* _EXERCISE BRIEF_
Without including any pictures, write out all the records word for word.

* _MATERIAL SUPPLIED_
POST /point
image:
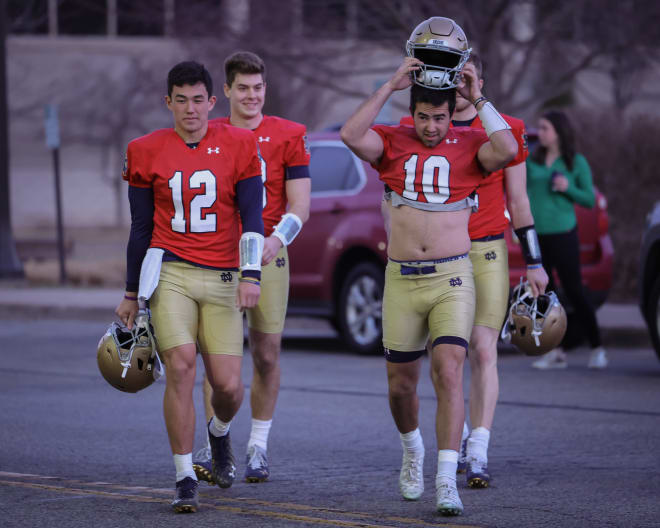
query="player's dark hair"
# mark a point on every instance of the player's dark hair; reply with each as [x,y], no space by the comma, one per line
[191,73]
[244,62]
[419,94]
[566,136]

* _RESPONSE AREA_
POST /point
image:
query="player's dark hair"
# mark a point on every instance of the player's dark hair; reply with each as [x,y], no space by the comma, one per line
[191,73]
[244,62]
[419,94]
[566,136]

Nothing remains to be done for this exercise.